■ About this exercise:
Rewrite the stretch of the hospital text from "The hospital held" through "has progressed since.", switching "topping out ceremony" to "milestone event".

■ Text block:
● ● ● ● ● ● ●
The largest healthcare project in Georgia history, to paraphrase the Falcons’ slogan, has risen up over several busy traffic corridors in north Atlanta, now visible for miles across parts of Buckhead, Brookhaven, and North Druid Hills.
After breaking ground in February 2020, Children’s Healthcare of Atlanta’s $1.5 billion Arthur M. Blank Hospital continues to take shape across 70 acres next to Interstate 85 and North Druid Hills Road.
The hospital held a topping out ceremony in late May to recognize more than 1,500 construction workers involved with the 1.5-million-square-foot project, and this week, officials provided Urbanize Atlanta with images to show how work has progressed since.
Beyond two patient towers, expect an outpatient clinic, support center, and miles of walking trails snaking through 20 acres of therapeutic greenspace and gardens. Project leaders say the goal is to meet a growing need for advanced pediatric care in Georgia.
Arthur M. Blank Hospital—designed to maximize views of nature, which research shows helps kids mend—will feature one tower with two patient wings and additional operating rooms, specialty beds, diagnostic equipment, and space for clinical research.
Blank, owner of the Atlanta Falcons and MLS club Atlanta United, donated $200 million from his family foundation to the hospital in 2020, earning his name on various facets of the building. It marked the largest donation in Children's history and the biggest naming gift ever to a freestanding pediatric healthcare facility, per hospital officials. (The broader hospital project’s price tag even rivals Blank’s Mercedes-Benz Stadium—the most expensive building in city history.)
● ● ● ● ● ● ●
Stored data entries:

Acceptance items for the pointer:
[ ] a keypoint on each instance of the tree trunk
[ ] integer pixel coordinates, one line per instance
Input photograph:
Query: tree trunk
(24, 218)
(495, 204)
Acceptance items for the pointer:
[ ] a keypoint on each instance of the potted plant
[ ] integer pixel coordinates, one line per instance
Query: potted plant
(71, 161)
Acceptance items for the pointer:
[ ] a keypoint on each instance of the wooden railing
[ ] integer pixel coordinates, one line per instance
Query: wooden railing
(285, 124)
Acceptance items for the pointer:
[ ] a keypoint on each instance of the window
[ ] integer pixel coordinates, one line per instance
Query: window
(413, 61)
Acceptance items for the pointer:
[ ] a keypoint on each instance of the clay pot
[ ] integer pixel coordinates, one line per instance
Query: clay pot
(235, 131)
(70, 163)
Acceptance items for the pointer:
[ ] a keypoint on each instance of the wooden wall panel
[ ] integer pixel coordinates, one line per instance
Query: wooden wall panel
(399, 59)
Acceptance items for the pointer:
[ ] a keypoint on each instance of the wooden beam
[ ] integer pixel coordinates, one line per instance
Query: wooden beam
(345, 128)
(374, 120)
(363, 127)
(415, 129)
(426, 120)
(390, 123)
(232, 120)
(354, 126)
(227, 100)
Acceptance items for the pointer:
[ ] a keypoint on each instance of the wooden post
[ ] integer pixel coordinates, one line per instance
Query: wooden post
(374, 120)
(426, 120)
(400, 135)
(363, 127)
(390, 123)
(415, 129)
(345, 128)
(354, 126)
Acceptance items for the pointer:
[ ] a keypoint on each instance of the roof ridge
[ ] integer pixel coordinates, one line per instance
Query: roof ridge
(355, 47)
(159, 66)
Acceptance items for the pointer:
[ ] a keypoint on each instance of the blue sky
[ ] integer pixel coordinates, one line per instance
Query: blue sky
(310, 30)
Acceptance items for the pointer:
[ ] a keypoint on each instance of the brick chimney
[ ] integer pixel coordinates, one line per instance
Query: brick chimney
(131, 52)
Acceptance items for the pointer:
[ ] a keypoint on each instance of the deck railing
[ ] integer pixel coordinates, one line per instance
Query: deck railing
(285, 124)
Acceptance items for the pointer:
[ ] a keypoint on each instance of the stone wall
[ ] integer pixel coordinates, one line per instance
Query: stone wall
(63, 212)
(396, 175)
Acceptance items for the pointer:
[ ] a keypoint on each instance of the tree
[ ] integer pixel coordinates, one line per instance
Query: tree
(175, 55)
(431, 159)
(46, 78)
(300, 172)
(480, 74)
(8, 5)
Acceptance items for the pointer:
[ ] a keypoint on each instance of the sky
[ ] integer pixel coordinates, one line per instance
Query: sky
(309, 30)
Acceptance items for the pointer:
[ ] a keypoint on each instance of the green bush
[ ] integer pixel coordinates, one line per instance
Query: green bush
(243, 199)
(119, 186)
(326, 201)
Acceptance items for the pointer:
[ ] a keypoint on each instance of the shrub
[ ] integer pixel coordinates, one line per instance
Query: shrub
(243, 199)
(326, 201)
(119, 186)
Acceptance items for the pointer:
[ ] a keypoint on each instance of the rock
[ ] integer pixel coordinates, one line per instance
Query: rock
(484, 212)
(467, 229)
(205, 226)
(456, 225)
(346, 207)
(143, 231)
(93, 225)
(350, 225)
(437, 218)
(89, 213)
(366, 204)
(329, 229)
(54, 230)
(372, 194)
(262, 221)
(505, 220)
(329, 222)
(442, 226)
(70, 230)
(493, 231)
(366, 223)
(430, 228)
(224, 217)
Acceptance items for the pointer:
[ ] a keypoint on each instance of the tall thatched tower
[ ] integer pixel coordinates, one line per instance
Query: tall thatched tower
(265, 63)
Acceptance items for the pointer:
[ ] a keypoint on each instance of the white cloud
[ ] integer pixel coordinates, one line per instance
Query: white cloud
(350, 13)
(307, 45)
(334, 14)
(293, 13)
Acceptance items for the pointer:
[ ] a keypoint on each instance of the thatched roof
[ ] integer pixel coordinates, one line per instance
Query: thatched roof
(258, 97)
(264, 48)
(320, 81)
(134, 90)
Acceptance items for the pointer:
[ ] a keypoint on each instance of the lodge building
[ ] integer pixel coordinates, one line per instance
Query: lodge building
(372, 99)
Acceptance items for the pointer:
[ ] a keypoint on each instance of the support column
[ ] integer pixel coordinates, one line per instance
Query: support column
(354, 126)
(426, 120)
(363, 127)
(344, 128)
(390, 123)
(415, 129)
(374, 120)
● ● ● ● ● ● ●
■ Solution to the exercise:
The hospital held a milestone event in late May to recognize more than 1,500 construction workers involved with the 1.5-million-square-foot project, and this week, officials provided Urbanize Atlanta with images to show how work has progressed since.